▶ Aufgaben
(A) Beantworte zu dem Textauszug die folgenden Fragen:
(i) Welche Fraktionsvorsitzende der GRÜNEN im Deutschen Bundestag wird genannt?
(ii) Welches Gericht hat zum Neutralitätsgebot geurteilt?
(iii) Welche drei Grundlagen unseres Zusammenlebens soll der Staat sichern?
(B) Fasse den Absatz des Textauszugs, der mit „Ich sage Ihnen: Umgekehrt ist es Aufgabe des Staates“ beginnt, knapper zusammen und behalte dabei seine wesentlichen Aussagen bei.

▶ Textauszug
* * * * * * * * *

Wir hängen Kreuze auf, weil wir damit Haltung zeigen, übrigens auch gegen die, die ein anderes Land wollen, die in diesem Land Intoleranz säen wollen und die vielleicht sogar Antisemitismus hoffähig machen wollen.

Ich darf an dieser Stelle einmal auf die Fraktionsvorsitzende der GRÜNEN im Deutschen Bundestag Göring-Eckardt abstellen. Sie hat heute gesagt, das Kreuz aufzuhängen sei Wahlkampfgetöse und beschämend. Ich sage Ihnen, was wirklich beschämend ist: Aus der grünen Multikulti-Ecke

(Katharina Schulze (GRÜNE): Jetzt reicht es aber!)

empört man sich über die, die hier ein Kreuz aufhängen, aber zu dem neuen Antisemitismus, der sich in unserem Land breitmacht, kommt kein hartes Wort. Das zeigt Ihre verquere Weltsicht.

(Beifall bei der CSU – Thomas Gehring (GRÜNE): Unverschämtheit!)

Wer nicht in der Lage ist, seine eigenen Werte zu vertreten, der ist der wahre Feind der offenen Gesellschaft.

Lassen Sie mich etwas zur Rolle und zur Aufgabe des Staates sagen: Die weltanschauliche Neutralität des Staates darf nicht mit einem sittlich ungebundenen Staat gleichgesetzt werden. In Deutschland sind Staat und Kirche unterschieden, das ist richtig. Sie sind sich aber gegenseitig nicht egal. Der Bayerische Verfassungsgerichtshof hat beispielsweise geurteilt, dass das Neutralitätsgebot nicht als Gebot zur Eliminierung des Religiösen aus dem öffentlichen Bereich zu verstehen sei, es bedeute eben keine völlige Indifferenz

in religiös-weltanschaulichen Fragen und eben auch keine laizistische Trennung von Staat und Kirche.

Ich sage Ihnen: Umgekehrt ist es Aufgabe des Staates, die Grundlagen unseres Zusammenlebens zu sichern: die natürlichen Lebensgrundlagen, die kulturelle Überlieferung, aber eben auch die christliche Prägung. Wir schützen unsere Identität, um auch künftig so weltoffen und freiheitlich sein zu können, wie wir das heute in diesem Freistaat Bayern sind, meine Damen und Herren.

* * * * * * * * *

Datensätze mit Koordinatenannotationen:
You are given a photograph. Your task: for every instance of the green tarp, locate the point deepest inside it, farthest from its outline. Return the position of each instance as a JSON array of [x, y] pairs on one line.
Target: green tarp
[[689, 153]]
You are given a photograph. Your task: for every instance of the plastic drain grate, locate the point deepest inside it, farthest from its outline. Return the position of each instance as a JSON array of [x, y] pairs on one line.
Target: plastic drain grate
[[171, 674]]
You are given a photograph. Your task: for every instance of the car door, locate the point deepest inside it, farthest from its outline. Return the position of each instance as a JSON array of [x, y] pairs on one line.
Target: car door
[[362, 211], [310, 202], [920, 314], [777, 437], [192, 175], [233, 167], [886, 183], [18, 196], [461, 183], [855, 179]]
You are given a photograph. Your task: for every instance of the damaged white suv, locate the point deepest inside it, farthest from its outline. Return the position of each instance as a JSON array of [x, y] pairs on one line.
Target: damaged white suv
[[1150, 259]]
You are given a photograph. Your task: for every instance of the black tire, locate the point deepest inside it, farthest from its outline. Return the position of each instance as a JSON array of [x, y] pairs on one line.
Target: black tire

* * * * * * * * *

▶ Vollständige Lösungen
(A)
(i) Göring-Eckardt
(ii) Der Bayerische Verfassungsgerichtshof
(iii) Die natürlichen Lebensgrundlagen, die kulturelle Überlieferung und die christliche Prägung

(B) Der Staat muss die Grundlagen des Zusammenlebens sichern: die natürlichen Lebensgrundlagen, die kulturelle Überlieferung und die christliche Prägung. Die eigene Identität wird geschützt, damit der Freistaat Bayern auch künftig so weltoffen und freiheitlich bleiben kann wie heute.